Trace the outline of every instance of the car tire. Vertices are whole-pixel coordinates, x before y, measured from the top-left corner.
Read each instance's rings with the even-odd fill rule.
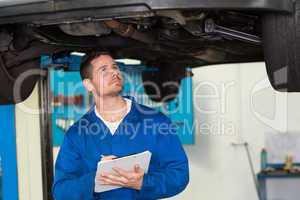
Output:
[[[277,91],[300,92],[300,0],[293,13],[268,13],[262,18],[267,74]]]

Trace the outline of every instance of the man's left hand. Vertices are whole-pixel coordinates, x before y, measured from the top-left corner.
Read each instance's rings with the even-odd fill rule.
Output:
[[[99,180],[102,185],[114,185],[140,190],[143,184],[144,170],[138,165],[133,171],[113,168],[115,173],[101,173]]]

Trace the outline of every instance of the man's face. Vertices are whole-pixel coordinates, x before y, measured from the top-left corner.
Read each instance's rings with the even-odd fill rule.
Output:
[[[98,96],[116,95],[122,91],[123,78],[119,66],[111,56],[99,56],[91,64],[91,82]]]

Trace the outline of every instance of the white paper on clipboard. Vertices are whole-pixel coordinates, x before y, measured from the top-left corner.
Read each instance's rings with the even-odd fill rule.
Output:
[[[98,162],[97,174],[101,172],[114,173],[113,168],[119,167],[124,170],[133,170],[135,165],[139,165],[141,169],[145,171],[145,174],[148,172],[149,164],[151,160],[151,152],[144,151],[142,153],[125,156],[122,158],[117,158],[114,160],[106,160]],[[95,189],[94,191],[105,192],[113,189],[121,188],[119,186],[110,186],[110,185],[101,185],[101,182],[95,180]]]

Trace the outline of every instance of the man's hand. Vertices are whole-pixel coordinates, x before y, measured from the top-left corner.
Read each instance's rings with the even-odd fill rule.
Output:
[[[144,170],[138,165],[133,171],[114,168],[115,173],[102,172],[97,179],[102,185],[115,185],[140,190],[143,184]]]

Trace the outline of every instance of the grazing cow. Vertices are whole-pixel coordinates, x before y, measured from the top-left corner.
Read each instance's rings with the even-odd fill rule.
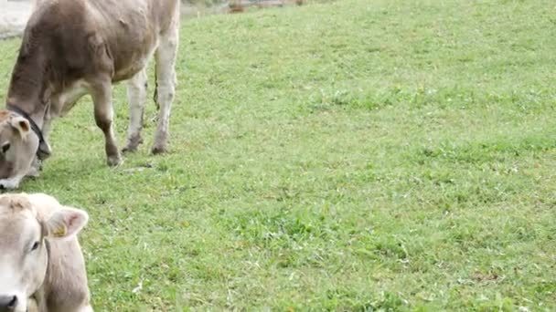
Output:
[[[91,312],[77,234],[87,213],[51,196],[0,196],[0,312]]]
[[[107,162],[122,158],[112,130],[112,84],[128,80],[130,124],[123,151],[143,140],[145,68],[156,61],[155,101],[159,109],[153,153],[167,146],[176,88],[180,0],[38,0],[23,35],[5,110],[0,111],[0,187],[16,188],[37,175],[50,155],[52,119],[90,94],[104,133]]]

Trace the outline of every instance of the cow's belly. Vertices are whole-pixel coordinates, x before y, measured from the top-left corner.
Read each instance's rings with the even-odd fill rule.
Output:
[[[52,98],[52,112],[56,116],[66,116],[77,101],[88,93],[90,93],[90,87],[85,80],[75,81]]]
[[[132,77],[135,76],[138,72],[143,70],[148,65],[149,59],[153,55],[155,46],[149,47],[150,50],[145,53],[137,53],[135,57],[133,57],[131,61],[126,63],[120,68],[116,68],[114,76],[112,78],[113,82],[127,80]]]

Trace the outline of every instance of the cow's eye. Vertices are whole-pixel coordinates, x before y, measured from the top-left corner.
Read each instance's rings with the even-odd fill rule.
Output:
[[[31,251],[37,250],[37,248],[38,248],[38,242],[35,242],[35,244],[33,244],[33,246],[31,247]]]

--

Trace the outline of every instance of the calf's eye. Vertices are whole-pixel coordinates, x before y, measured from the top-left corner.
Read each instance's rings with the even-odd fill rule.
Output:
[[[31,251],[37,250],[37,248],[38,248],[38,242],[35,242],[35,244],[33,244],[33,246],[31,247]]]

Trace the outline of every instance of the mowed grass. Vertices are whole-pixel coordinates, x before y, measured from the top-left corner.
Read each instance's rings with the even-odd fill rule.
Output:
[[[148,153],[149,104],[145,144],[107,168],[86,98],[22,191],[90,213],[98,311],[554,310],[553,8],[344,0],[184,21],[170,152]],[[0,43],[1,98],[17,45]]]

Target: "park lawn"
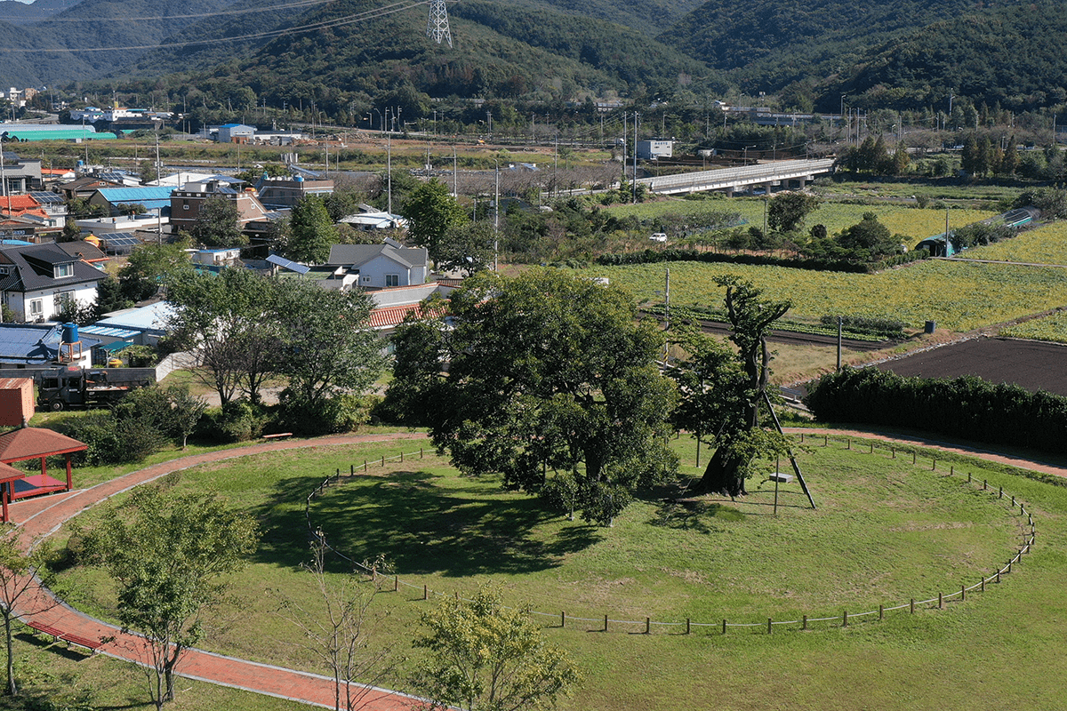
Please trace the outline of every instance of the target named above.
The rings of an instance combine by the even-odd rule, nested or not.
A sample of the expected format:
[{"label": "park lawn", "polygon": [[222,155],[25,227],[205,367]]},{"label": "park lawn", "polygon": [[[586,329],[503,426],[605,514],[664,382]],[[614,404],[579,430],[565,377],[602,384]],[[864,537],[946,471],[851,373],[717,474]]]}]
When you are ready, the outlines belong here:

---

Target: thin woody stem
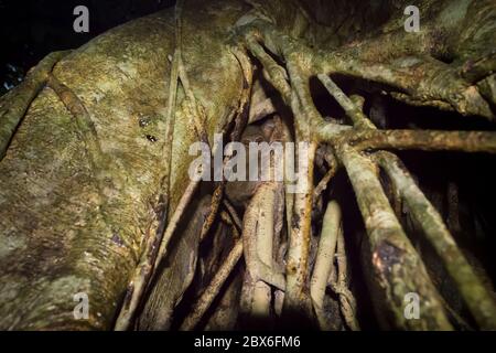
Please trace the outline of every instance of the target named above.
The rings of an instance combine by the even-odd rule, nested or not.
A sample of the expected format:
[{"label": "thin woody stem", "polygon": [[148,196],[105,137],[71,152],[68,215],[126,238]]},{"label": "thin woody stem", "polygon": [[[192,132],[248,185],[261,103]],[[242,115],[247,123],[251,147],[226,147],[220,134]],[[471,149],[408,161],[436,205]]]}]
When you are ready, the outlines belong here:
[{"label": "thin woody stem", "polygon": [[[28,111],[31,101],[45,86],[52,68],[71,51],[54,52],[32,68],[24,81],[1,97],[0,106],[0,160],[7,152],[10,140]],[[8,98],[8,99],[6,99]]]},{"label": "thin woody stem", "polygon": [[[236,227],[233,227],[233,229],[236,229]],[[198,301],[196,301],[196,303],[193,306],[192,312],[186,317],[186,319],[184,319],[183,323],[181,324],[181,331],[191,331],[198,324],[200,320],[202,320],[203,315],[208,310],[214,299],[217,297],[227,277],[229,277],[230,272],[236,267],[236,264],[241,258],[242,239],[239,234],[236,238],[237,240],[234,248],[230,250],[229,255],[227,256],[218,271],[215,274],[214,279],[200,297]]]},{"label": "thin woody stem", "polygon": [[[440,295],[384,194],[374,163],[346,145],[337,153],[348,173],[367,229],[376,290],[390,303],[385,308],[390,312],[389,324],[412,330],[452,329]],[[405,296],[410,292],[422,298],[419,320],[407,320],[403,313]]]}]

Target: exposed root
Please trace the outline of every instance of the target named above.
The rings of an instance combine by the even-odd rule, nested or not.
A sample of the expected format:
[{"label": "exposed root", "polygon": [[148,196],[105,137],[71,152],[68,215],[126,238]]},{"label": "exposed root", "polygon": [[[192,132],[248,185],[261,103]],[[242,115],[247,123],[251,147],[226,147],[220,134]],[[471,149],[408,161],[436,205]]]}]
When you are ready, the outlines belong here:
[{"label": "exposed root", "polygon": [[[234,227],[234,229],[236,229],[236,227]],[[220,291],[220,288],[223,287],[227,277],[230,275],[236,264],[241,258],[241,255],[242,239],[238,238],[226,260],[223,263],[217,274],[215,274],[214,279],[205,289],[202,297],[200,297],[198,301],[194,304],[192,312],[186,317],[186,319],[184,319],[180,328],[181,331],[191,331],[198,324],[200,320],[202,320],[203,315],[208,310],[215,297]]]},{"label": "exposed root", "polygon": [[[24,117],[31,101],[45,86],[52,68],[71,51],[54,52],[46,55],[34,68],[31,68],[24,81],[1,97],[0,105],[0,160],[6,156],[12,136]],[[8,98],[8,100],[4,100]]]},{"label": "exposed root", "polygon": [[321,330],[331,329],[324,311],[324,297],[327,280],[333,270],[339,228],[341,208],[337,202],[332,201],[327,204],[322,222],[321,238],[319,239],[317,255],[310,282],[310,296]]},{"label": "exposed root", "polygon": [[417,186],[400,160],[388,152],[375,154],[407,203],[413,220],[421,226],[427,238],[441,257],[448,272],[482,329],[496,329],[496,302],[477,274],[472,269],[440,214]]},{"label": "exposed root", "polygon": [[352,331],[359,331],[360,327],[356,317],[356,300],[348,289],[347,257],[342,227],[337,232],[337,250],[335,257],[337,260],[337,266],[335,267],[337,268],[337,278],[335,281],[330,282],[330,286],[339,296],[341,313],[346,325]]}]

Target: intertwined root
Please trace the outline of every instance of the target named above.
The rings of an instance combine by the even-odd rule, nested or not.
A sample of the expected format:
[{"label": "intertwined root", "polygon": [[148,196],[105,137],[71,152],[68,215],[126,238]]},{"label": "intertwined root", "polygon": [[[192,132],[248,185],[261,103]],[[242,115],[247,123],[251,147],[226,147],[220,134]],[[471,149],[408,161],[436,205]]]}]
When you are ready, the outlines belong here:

Prompt: Report how many lines of the listing contain the word "before". Case counts; give the number only.

Reply: 10